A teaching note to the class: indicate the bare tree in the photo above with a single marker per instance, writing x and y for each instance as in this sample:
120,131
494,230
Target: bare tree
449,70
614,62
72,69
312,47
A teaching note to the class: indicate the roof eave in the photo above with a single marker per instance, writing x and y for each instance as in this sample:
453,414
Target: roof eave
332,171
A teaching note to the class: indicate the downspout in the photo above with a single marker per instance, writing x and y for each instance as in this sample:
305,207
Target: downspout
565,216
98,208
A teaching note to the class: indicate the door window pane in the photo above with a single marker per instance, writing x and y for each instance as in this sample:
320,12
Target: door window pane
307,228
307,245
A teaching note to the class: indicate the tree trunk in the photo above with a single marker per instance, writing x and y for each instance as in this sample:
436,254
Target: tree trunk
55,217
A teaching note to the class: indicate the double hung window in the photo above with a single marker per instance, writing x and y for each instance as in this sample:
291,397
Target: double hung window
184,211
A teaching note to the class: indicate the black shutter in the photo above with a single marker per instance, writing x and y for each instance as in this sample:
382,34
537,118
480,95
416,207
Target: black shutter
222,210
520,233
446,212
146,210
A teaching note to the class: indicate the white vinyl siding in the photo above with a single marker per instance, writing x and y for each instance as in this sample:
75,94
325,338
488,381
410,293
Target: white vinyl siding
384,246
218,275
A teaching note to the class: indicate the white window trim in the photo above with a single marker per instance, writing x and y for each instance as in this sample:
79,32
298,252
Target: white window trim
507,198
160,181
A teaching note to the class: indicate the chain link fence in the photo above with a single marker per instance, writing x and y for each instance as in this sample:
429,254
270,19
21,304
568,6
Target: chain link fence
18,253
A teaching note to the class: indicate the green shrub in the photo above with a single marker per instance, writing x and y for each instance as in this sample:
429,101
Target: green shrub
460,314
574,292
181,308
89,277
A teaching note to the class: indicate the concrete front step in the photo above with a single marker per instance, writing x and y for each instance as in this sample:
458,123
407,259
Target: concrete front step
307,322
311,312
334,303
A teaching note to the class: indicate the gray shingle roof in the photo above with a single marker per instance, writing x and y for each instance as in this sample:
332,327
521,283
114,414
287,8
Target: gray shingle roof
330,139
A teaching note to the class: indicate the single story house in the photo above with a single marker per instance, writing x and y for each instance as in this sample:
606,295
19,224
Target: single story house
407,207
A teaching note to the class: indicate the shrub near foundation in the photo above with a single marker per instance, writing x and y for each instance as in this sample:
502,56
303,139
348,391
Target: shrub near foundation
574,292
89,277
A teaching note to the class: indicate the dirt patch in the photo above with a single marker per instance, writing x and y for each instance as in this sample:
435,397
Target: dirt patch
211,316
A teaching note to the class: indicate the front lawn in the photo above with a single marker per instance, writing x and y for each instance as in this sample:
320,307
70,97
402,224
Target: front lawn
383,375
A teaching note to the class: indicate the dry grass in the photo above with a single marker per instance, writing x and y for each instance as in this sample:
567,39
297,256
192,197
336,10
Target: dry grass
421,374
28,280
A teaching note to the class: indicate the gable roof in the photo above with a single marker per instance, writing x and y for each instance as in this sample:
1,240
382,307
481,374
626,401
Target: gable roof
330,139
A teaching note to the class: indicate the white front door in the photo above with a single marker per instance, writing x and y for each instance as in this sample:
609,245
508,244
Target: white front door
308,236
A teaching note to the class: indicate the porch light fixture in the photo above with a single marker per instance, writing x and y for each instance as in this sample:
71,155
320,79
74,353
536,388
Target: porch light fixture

----

**Exercise goal:**
Put every line of the data above into a JSON list of strings, one string per line, leaving out blank lines.

**Worked answer:**
[
  "A teaching note to the class: indicate the bare tree in the photo above with a single marker per instance, writing x and y for each instance as in this sample:",
  "120,131",
  "494,230",
  "Target: bare tree",
  "449,70",
  "614,62",
  "72,69",
  "312,47",
  "A teaching note to the class: indicate the roof eave in the photo above with a single marker per instance, writing x and y for each instance as in this sample:",
  "453,414",
  "Target: roof eave",
  "332,171",
  "A teaching note to the class: indicate the downspout in the photo above with a single marker per instance, writing x and y for each instance as in this sample:",
  "305,207",
  "Target: downspout",
  "565,216",
  "98,208",
  "A teaching note to the class: indicate the door window pane in the photo above with a single marker per instance, writing x and y for each instance as in this sample:",
  "320,12",
  "Target: door window pane",
  "307,228",
  "307,245",
  "A teaching note to the class: indicate the tree trunk in the photo above with a single marker per instance, writing x and y for each instance as in this sample:",
  "436,254",
  "Target: tree trunk",
  "55,217",
  "A teaching note to the class: indicate the double hung window in the photo above with a single marker per instance, writing x and y for each instance as in this sample:",
  "291,397",
  "Target: double hung window",
  "184,211",
  "A teaching note to the class: indicate the black shutter in the photo above with a single marker per instance, writing x and y for each instance as in this sample:",
  "382,34",
  "537,118",
  "480,95",
  "416,207",
  "Target: black shutter",
  "222,210",
  "520,233",
  "446,212",
  "146,210",
  "A teaching note to the class: indicate the white vinyl siding in the photo above with a single marker per instance, writing x and y for each instance as in this sample:",
  "75,94",
  "325,338",
  "488,381",
  "410,293",
  "Target: white vinyl siding",
  "384,246",
  "218,275",
  "A teaching note to the class: indicate the white window trim in the photo above with a single marker per instance, writing x and y for each instance as in this sample:",
  "79,32",
  "298,252",
  "Target: white window trim",
  "507,198",
  "160,181",
  "A teaching note to the class: indicate the chain link fence in the photo above with a single marker per instance, writing x and y for each instance as in this sample:",
  "429,254",
  "270,19",
  "21,304",
  "568,6",
  "Target: chain link fence",
  "18,253",
  "A teaching note to the class: indicate the green shrub in the photo above with a single marker per instance, writing x and y for each instance as in this sample:",
  "429,101",
  "Target: green shrub",
  "460,314",
  "574,292",
  "181,308",
  "89,277",
  "A teaching note to the class: indicate the concrete front step in the photo above with a single marker per instance, writing x and y for each instance as in this sample:",
  "458,123",
  "407,259",
  "Target: concrete front step",
  "307,322",
  "311,312",
  "334,303",
  "A teaching note to the class: indicate the gray shingle roof in the photo above with a single marker per instance, writing x and y for each instance as in this sample:",
  "332,327",
  "521,283",
  "114,414",
  "287,8",
  "Target: gray shingle roof",
  "330,139",
  "A teaching note to the class: indicate the single story house in the photo above with a single marker per instance, writing x and y for each instance as in this sample:",
  "606,295",
  "19,224",
  "Target: single story house",
  "407,207",
  "A teaching note to the class: indicate the shrub near foundation in the photo above with a single marker per instance, writing x and y for each instance as in this sample:",
  "502,56",
  "303,139",
  "348,391",
  "Target: shrub near foundation",
  "574,292",
  "89,277",
  "A teaching note to the class: indicate the dirt patch in the photo above with a single marker per instance, writing x and y for each instance as in this sample:",
  "435,397",
  "Target: dirt patch",
  "211,316",
  "A teaching note to the class: indicate the front lawn in the photo above with a single marker per instance, writing x and y for each instance as in this sample:",
  "320,307",
  "70,97",
  "402,224",
  "Target: front lawn",
  "383,375",
  "A teaching note to the class: indicate the dry grass in the photo above with a single marker per instance, writing x and y for each instance as in this sample:",
  "567,39",
  "297,256",
  "192,197",
  "336,10",
  "Target: dry grass",
  "421,374",
  "28,280",
  "A teaching note to the class: indicate the gable roof in the photo above with a single marker per instance, writing x and y for each instance as in this sample:",
  "1,240",
  "382,307",
  "481,374",
  "626,401",
  "Target: gable roof",
  "330,139",
  "A teaching note to the class: indicate the white front door in the photo above with a single marker per instance, writing x and y for each instance as in this sample:",
  "609,245",
  "508,244",
  "Target: white front door",
  "308,236",
  "A teaching note to the class: indicate the porch light fixture in the photo above with a single marker per instance, writing x and y for each instance as in this sample:",
  "71,155",
  "320,79",
  "74,353",
  "536,388",
  "Target: porch light fixture"
]